╭─ Recorded data

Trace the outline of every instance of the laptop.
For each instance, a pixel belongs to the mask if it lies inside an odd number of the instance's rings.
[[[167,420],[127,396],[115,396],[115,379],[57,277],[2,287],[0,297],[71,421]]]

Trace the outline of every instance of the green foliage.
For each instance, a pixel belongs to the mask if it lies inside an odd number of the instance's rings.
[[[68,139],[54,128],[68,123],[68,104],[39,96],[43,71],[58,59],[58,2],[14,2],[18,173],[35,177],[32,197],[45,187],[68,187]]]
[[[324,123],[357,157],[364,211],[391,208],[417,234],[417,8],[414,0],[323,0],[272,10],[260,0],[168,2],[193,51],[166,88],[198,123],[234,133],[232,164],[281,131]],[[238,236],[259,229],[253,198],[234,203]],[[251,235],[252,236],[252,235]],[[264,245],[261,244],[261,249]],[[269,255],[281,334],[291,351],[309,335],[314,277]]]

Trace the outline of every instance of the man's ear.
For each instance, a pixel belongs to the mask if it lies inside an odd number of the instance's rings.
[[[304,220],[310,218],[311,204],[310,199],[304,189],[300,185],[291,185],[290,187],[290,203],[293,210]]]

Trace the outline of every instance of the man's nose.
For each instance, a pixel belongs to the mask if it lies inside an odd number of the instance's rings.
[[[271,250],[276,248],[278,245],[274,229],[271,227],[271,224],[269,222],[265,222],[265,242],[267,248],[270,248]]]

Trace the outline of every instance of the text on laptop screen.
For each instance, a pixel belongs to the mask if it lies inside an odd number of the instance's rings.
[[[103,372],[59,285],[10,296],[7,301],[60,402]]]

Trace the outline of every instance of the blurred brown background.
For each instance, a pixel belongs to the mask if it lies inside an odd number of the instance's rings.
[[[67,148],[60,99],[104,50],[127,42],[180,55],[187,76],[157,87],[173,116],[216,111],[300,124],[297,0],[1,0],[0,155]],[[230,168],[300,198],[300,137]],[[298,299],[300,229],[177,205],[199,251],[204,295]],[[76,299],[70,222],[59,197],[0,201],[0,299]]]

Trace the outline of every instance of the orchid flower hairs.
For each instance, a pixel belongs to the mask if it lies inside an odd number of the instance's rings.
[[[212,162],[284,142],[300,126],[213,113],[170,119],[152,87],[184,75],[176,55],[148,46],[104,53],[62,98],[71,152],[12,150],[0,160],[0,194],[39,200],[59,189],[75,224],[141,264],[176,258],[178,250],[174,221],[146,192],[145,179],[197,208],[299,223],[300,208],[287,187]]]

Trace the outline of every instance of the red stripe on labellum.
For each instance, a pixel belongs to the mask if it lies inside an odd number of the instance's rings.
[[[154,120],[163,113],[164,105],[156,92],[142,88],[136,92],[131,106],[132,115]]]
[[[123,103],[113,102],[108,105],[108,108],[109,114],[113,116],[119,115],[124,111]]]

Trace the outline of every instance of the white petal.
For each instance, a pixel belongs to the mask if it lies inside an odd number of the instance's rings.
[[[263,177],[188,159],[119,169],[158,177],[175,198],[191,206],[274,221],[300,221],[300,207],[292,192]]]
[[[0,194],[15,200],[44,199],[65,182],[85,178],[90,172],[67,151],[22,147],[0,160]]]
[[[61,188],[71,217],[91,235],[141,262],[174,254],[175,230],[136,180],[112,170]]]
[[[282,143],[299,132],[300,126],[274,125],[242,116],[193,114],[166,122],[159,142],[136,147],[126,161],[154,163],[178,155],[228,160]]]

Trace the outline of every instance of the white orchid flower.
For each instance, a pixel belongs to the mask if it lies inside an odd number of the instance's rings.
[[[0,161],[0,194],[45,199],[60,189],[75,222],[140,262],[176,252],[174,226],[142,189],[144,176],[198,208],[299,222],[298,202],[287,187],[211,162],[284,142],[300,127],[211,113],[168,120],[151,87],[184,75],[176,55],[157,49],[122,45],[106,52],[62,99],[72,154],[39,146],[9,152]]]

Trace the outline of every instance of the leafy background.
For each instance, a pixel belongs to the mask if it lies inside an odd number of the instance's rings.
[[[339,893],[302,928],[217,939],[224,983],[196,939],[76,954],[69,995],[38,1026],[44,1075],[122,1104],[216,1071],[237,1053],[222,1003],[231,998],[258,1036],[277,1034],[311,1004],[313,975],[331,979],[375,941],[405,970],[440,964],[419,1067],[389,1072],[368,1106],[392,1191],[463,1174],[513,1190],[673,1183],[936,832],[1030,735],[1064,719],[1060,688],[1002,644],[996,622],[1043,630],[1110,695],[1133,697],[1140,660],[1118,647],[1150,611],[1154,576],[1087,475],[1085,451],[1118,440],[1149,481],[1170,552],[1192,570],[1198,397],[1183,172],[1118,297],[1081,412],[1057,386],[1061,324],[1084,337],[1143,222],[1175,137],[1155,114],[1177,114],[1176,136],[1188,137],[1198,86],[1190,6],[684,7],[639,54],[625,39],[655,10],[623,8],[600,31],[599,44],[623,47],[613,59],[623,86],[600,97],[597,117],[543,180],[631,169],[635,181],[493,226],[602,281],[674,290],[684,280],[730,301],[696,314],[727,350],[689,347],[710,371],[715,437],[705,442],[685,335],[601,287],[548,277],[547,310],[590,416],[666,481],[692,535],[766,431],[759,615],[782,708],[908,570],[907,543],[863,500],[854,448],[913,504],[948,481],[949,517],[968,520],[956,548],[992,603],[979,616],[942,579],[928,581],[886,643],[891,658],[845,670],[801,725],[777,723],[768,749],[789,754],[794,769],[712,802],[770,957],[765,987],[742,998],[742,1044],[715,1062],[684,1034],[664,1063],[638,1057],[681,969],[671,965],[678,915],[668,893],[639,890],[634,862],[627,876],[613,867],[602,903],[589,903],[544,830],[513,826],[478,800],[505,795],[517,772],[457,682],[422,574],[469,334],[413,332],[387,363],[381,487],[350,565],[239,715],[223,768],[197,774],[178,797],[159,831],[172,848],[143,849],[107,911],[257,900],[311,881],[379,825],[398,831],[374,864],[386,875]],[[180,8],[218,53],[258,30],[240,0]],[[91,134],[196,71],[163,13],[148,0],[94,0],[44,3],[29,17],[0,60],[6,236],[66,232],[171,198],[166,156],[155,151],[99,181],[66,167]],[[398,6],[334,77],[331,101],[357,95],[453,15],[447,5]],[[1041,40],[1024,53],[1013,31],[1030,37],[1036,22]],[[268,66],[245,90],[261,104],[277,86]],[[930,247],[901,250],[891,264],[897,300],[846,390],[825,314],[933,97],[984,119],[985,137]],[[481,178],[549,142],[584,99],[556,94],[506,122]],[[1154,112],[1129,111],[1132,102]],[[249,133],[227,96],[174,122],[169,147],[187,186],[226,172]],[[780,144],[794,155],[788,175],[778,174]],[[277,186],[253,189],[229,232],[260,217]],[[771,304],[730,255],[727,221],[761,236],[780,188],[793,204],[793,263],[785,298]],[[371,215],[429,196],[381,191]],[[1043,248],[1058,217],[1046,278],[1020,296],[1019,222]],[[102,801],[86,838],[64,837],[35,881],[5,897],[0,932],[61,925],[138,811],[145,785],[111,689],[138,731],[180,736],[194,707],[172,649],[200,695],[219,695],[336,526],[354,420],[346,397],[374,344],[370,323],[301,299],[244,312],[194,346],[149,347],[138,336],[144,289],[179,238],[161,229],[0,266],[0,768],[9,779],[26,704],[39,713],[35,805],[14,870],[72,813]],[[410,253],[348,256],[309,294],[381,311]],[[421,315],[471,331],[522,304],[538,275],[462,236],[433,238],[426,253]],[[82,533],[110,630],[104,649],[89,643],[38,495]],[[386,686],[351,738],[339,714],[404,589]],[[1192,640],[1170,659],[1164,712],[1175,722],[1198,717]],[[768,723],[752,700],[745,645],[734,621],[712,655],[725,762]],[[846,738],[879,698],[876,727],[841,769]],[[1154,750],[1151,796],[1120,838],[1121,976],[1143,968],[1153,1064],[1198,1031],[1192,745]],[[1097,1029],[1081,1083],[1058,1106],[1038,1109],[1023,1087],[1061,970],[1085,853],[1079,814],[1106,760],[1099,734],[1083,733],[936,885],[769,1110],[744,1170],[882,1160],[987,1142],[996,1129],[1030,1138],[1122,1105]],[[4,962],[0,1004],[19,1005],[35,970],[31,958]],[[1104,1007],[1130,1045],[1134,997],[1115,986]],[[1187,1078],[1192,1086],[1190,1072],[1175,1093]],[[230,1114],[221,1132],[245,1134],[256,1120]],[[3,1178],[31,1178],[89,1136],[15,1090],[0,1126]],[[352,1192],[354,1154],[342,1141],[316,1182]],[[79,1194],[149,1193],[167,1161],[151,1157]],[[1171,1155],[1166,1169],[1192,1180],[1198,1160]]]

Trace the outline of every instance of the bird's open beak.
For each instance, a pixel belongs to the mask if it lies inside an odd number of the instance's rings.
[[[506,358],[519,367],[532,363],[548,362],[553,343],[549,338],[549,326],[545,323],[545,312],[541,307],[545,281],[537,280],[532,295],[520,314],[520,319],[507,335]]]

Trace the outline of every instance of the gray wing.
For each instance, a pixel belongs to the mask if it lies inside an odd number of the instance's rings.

╰─

# Problem
Please reproduce, exactly as they appear above, the lines from the line containing "Trace the outline of every instance of the white orchid" up to and including the line containing "Trace the outline of every instance of the leafy".

# Exercise response
Trace the outline of every instance of the white orchid flower.
For each instance, a pixel belongs to the mask if it lies inside an odd number of the instance's rings.
[[[0,161],[0,194],[45,199],[60,189],[75,222],[140,262],[176,252],[174,226],[142,189],[144,176],[198,208],[299,222],[298,202],[287,187],[211,162],[284,142],[300,127],[211,113],[168,120],[151,87],[184,75],[176,55],[157,49],[122,45],[106,52],[62,99],[72,154],[39,146],[9,152]]]

Trace the outline of every instance of the leafy background.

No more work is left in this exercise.